## Exercise
Go to the line that contains "TARGET: white apartment building" and extract it along with every line after it, exactly, through the end of the data below.

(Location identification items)
================

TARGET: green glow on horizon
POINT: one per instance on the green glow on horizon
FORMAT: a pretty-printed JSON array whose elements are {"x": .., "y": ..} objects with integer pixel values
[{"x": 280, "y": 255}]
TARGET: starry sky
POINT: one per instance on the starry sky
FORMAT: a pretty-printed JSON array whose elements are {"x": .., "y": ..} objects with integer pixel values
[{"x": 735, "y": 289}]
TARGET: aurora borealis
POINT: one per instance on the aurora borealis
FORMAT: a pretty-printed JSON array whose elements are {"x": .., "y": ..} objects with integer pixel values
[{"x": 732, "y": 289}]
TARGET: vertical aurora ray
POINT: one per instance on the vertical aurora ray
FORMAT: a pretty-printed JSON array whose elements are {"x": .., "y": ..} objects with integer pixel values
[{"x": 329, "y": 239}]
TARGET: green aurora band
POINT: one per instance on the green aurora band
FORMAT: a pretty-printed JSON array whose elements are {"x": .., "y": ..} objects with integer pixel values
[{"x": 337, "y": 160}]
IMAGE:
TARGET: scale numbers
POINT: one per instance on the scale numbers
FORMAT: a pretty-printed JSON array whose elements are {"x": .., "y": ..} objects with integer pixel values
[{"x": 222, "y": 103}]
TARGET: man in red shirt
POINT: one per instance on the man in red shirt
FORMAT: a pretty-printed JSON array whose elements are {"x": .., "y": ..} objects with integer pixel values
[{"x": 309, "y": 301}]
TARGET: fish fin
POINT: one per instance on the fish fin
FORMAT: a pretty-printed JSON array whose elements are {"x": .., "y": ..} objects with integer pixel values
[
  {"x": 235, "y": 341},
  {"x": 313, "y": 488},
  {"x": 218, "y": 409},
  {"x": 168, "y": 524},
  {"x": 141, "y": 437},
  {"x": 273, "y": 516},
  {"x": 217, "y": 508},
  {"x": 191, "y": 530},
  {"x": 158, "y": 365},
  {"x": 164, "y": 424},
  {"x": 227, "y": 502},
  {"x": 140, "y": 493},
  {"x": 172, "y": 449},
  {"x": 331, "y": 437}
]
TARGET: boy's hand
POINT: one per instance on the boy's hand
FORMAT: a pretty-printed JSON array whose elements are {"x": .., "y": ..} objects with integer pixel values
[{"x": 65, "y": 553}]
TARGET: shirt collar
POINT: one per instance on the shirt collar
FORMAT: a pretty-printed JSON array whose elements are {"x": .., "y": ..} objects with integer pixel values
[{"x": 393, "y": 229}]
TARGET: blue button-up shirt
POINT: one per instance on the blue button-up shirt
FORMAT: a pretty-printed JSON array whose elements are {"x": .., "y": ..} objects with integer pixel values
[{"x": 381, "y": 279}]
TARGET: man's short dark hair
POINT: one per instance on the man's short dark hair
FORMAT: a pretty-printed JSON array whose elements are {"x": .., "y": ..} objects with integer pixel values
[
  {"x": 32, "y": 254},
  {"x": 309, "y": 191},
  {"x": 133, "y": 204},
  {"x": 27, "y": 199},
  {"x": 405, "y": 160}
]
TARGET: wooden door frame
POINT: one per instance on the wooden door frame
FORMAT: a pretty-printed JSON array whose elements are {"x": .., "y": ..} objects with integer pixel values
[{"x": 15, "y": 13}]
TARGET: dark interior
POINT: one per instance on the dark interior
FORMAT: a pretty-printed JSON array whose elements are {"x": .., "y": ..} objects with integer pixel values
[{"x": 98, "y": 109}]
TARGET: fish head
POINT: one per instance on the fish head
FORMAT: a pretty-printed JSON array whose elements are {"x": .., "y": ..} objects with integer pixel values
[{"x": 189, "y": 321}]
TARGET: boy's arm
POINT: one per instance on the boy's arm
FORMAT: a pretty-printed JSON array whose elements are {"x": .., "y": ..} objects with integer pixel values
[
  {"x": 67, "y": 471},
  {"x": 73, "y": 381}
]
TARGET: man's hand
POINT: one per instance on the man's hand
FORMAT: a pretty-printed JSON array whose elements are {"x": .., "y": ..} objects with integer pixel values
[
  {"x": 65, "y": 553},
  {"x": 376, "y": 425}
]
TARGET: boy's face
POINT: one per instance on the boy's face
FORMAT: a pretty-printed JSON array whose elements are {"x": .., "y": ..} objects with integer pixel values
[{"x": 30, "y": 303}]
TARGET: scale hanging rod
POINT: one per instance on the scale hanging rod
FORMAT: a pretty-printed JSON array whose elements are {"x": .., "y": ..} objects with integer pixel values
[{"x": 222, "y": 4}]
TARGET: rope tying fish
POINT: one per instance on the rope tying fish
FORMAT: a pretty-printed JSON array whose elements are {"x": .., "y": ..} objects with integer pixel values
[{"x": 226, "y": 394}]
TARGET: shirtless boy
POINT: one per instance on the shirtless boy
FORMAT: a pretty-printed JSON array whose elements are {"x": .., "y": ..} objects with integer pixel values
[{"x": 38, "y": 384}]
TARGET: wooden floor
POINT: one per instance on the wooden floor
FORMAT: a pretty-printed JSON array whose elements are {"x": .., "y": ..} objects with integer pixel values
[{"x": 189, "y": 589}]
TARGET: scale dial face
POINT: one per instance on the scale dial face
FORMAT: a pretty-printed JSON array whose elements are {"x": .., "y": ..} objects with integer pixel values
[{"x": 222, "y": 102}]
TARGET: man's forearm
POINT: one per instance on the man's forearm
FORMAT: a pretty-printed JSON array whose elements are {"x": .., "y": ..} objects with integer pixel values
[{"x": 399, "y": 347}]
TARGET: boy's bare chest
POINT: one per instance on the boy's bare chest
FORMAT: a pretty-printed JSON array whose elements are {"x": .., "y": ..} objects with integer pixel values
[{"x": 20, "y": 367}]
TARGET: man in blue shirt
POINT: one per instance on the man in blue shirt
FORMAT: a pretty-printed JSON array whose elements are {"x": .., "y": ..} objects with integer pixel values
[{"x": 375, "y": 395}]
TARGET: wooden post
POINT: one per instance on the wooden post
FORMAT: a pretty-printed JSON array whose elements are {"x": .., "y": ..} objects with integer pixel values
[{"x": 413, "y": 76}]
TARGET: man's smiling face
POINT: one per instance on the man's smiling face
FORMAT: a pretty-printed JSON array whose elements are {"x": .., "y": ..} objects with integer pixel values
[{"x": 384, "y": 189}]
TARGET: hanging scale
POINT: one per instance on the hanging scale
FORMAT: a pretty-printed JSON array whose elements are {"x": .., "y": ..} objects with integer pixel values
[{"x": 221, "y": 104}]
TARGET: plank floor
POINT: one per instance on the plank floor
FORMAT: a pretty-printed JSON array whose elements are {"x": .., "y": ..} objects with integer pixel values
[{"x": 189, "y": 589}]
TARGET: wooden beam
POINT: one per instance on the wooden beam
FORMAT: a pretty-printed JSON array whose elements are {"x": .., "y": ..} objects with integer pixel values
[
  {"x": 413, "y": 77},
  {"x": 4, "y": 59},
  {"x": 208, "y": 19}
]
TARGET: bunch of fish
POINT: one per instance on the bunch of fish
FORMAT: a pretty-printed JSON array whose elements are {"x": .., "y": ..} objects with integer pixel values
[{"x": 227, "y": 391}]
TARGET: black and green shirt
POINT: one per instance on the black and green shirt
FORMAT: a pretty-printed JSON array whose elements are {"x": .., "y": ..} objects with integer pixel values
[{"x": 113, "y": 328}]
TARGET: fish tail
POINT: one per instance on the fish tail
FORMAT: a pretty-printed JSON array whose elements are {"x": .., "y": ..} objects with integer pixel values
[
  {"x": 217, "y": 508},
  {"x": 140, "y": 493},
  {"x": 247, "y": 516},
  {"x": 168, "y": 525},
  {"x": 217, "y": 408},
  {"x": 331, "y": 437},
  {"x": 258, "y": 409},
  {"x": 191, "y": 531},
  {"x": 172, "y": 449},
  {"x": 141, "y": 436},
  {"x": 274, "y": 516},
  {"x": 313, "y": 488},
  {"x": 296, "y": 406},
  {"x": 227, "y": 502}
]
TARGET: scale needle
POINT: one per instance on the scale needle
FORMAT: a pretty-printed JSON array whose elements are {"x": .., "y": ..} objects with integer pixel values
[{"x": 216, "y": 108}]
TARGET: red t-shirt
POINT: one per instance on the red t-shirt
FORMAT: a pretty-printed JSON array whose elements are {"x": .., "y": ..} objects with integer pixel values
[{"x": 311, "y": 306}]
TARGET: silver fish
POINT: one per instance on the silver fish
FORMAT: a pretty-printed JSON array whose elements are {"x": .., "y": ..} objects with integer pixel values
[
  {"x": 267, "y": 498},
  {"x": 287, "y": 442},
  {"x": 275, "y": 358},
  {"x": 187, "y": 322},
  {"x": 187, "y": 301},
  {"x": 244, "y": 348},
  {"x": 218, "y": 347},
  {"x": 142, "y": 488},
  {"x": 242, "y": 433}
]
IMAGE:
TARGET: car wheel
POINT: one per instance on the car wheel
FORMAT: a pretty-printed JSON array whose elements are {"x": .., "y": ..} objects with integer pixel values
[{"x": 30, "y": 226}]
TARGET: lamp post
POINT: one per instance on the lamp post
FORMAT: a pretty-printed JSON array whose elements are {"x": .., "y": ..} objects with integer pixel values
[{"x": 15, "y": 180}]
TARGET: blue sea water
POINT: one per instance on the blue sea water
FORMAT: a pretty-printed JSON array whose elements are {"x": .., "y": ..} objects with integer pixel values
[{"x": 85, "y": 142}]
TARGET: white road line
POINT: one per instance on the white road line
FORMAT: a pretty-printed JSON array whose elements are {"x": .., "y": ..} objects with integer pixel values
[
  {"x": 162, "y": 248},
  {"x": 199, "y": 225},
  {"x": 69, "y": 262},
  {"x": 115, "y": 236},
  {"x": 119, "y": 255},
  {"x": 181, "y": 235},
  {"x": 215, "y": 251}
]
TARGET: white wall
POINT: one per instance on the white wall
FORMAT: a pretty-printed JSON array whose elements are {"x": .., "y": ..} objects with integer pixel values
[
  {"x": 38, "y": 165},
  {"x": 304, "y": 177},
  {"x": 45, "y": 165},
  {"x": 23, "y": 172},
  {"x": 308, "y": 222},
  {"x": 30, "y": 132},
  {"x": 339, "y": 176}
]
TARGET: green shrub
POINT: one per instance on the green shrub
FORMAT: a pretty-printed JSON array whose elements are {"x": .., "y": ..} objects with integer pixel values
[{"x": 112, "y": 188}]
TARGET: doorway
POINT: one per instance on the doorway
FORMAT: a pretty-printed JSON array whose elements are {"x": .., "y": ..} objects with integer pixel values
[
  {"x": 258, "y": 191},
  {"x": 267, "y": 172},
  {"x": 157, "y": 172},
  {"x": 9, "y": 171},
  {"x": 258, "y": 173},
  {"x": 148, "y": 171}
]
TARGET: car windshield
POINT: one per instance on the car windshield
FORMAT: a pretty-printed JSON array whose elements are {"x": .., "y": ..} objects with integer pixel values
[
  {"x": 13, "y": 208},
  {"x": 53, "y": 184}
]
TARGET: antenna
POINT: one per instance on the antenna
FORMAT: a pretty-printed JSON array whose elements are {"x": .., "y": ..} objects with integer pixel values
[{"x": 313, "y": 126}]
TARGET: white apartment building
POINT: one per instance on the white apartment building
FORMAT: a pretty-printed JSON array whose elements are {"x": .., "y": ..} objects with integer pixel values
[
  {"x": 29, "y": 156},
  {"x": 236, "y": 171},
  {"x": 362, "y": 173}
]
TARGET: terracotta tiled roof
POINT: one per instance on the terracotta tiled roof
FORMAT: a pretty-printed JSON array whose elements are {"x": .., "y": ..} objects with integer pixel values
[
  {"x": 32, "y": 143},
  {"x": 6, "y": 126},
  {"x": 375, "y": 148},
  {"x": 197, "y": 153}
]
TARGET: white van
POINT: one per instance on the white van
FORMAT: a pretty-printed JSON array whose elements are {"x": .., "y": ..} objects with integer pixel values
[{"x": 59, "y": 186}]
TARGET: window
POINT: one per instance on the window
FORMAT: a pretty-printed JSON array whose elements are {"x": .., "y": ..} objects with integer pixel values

================

## Complete answer
TARGET: white apartment building
POINT: one per instance on the white apartment building
FORMAT: a pretty-printed JSON array whose elements are {"x": .., "y": ..} objects with integer pixel values
[
  {"x": 29, "y": 156},
  {"x": 236, "y": 171},
  {"x": 362, "y": 173}
]
TARGET: terracotta tiled roof
POINT: one per instance on the terracotta tiled roof
FORMAT: a pretty-printed JSON array whose elements are {"x": .., "y": ..} objects with integer pixel values
[
  {"x": 32, "y": 143},
  {"x": 6, "y": 126},
  {"x": 375, "y": 148},
  {"x": 197, "y": 153}
]
TARGET: white van
POINT: one per instance on the white van
FORMAT: a pretty-printed JSON array whose elements are {"x": .., "y": ..} objects with integer pixel values
[{"x": 59, "y": 186}]
TARGET: window
POINT: one per instance on the window
FORMAT: a pretty-printed JSON array whose elements are {"x": .., "y": ..} objects with integer pixel values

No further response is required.